* [Source document]:

━━━━━━━━━━━━━━━━

Sun Dec 25, 2016 5:20 pm

Legend wrote:
ludi wrote:
I'm surprised it was able to do FLAC decoding even close to realtime.  I had a Cyrix 5x86-100 in my first college computer.  Couldn't do MP3s in realtime unless I reduced the output quality and didn't use the computer for anything else at the same time.

Isn't there much less decoding to do with FLAC than MP3?  I thought simply getting the entire file transferred from disk in less than the play time is the issue.  I remember standard audio CD's being played on a 486 with no issue.  Is this not similar to FLAC from a harddisk?

━━━━━━━━━━━━━━━━

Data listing
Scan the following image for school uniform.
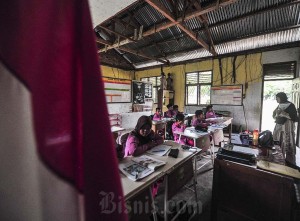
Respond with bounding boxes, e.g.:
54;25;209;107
125;130;164;157
205;111;217;118
153;113;161;120
192;118;208;127
165;110;174;118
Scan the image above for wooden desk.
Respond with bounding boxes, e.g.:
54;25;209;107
152;120;166;138
120;141;197;200
111;126;125;140
211;145;300;221
206;117;233;143
121;141;198;221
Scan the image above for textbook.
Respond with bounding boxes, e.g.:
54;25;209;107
257;160;300;179
119;155;166;181
147;144;172;156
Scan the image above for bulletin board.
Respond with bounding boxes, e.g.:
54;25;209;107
103;77;131;103
211;84;243;106
132;81;152;104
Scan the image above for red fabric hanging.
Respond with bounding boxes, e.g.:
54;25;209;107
0;0;126;221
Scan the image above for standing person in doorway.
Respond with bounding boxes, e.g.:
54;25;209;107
273;92;297;164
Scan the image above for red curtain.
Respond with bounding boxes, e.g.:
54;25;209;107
0;0;126;221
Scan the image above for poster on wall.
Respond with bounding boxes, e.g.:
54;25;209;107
103;77;131;103
132;81;152;104
211;85;243;106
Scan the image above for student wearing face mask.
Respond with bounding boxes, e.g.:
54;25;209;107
124;116;164;157
273;92;298;164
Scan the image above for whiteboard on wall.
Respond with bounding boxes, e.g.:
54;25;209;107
132;81;152;104
210;84;243;106
103;77;131;103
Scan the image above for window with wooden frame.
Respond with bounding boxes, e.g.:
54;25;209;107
141;76;160;103
185;71;212;105
263;61;296;81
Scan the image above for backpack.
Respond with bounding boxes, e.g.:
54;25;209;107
116;133;129;160
258;130;274;148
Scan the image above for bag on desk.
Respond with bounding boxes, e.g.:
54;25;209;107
168;149;179;158
258;130;274;148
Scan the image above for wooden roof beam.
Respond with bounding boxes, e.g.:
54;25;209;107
145;0;214;54
193;2;217;55
98;25;137;42
97;0;237;51
96;38;169;64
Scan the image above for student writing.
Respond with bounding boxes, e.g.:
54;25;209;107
125;116;163;157
153;107;162;120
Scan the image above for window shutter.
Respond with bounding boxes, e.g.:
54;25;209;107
185;72;198;84
199;71;211;84
264;62;296;80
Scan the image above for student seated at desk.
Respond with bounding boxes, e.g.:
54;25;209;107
164;104;174;118
173;105;182;117
153;107;162;120
192;110;210;128
124;116;164;157
205;105;217;118
172;113;194;146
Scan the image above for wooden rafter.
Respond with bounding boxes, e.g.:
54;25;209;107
98;25;137;42
113;18;135;30
193;1;217;55
97;0;237;51
110;0;300;54
96;38;169;64
145;0;214;54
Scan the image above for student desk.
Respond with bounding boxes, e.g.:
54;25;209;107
211;145;300;221
121;141;199;221
206;117;233;145
152;120;166;138
110;126;125;140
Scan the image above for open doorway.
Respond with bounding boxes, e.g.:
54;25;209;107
261;80;293;131
261;61;296;131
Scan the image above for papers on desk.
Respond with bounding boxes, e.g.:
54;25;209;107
147;144;172;156
232;145;259;156
184;127;209;136
231;133;242;145
209;124;227;130
111;126;125;133
119;155;166;181
257;160;300;179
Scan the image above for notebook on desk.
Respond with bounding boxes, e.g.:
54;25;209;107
257;160;300;179
217;148;256;165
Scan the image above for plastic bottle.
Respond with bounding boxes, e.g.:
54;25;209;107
252;130;259;146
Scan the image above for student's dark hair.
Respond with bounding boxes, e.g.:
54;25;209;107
195;110;203;117
206;104;212;112
176;113;184;121
135;116;152;132
276;92;287;103
167;104;173;109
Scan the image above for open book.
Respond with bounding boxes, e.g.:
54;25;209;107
257;160;300;179
119;155;166;181
147;144;172;156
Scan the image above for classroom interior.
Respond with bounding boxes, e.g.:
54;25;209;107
0;0;300;221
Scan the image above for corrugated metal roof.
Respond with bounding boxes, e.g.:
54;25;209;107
97;0;300;69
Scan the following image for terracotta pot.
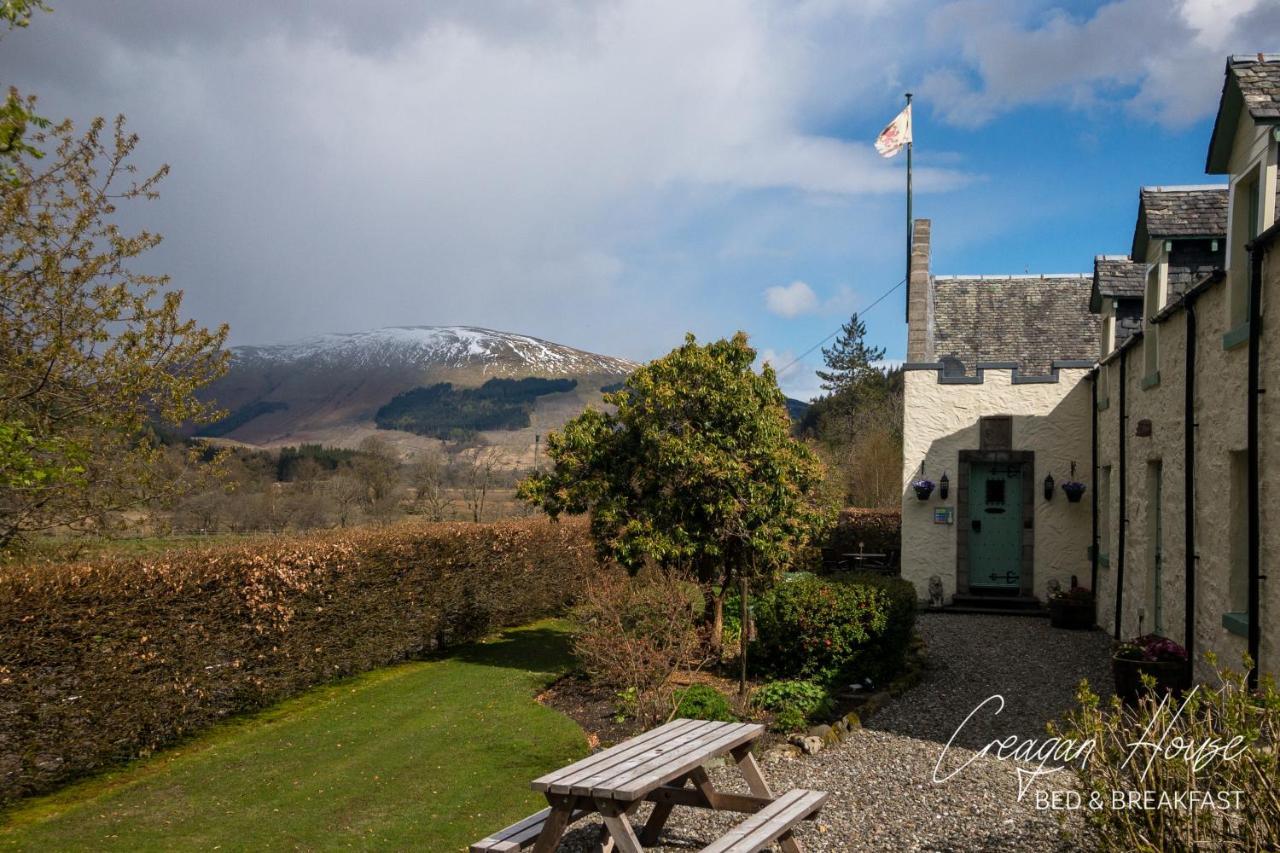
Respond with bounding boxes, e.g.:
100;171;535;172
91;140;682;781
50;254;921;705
1048;598;1096;630
1111;657;1187;704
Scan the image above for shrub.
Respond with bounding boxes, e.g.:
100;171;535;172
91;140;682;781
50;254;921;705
751;574;915;683
1052;654;1280;850
573;571;703;722
827;507;902;553
0;520;596;802
751;680;835;731
676;684;737;722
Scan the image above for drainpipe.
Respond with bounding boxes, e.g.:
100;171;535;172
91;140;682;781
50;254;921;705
1247;245;1263;689
1183;300;1197;684
1089;368;1102;596
1115;347;1129;639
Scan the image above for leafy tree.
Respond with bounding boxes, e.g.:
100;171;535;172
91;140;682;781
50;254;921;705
0;0;50;181
520;332;822;646
818;311;884;393
0;116;227;549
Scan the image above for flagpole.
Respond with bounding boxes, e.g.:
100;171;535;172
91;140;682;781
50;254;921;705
905;92;915;321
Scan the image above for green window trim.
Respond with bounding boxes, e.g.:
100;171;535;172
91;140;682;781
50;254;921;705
1222;320;1249;350
1222;612;1249;637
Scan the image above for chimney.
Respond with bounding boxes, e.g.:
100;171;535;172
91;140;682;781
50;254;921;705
906;219;933;362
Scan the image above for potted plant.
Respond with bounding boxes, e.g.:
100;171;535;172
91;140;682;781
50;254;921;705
1048;585;1094;630
1062;461;1084;503
1111;634;1187;704
1062;480;1084;503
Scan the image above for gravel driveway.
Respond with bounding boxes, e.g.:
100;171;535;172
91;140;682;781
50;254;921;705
561;613;1110;852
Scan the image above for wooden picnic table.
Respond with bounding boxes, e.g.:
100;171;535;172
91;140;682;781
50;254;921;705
471;720;827;853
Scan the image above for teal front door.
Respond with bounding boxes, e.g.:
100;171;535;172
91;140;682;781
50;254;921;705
969;462;1023;593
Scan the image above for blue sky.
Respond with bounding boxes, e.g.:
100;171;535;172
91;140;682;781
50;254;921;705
0;0;1280;397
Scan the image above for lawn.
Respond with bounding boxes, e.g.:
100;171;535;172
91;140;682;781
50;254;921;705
0;621;588;850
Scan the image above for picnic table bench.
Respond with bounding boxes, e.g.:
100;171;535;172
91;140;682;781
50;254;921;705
471;720;827;853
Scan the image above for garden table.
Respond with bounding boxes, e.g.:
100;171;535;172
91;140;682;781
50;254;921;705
472;720;827;853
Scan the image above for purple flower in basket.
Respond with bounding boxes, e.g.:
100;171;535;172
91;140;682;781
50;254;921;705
1116;634;1187;663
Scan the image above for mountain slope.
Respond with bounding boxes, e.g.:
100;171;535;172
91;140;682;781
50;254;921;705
197;327;637;450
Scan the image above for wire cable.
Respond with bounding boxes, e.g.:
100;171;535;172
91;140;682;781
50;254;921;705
776;278;906;377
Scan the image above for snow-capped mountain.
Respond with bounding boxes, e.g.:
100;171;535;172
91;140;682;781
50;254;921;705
232;325;637;377
192;325;637;448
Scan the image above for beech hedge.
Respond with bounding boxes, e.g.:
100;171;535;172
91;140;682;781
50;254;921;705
0;520;596;803
828;507;902;553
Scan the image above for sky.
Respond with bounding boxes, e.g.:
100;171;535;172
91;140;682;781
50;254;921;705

━━━━━━━━━━━━━━━━

* [To-do list]:
1. Can you write out the forum exchange about FLAC decoding, starting at "Sun Dec 25, 2016" and ending at "the same time."?
2. How would the forum exchange about FLAC decoding continue from where it stops?

* [Results by task]:
1.
Sun Dec 25, 2016 5:20 pm

Legend wrote:
ludi wrote:
I'm surprised it was able to do FLAC decoding even close to realtime.  I had a Cyrix 5x86-100 in my first college computer.  Couldn't do MP3s in realtime unless I reduced the output quality and didn't use the computer for anything else at the same time.

2.
CD playback on a system like that most likely would have been handled by the CD ROM itself. The CD drive itself read and decoded the audio back in those days, unless you used the two-pin digital SPDIF connector to a compatible sound card (which I think would have a built in decoder and would do the same work there). The CD audio cable that goes from the drive to the sound card carries the analog audio signal and goes directly to an analog input on the sound card, where it passes through a mixer and right back out to your speakers, with no real work being done by the CPU. Many of those old CD-ROMs have controls and headphone jacks right on the front and can play CDs totally independently of the computer... this was common up until the late 90s or so. Using this method, games with real CD (Red Book) music basically would just use the game to trigger the CD to play certain tracks at certain times, completely eliminating any system overhead for playing music (aside from the annoying lag time while the CD was seeking). This was much needed back in the days when CPU power was so limited and the CPU did all the work (graphics and audio acceleration were practically non existent).

I can't remember when exactly it started but I think Windows 98SE or XP was the first OS to support digital audio passing from the CDROM via the IDE\SATA cable to be decoded by the system (presumably the sound card or OS has some kind of efficient decoding method... I don't know the details though).

Playing a FLAC or even a .wav file from the hard drive on such an old system is actually way way more work for the system than using CD audio via the drive's internal analog output to the sound card.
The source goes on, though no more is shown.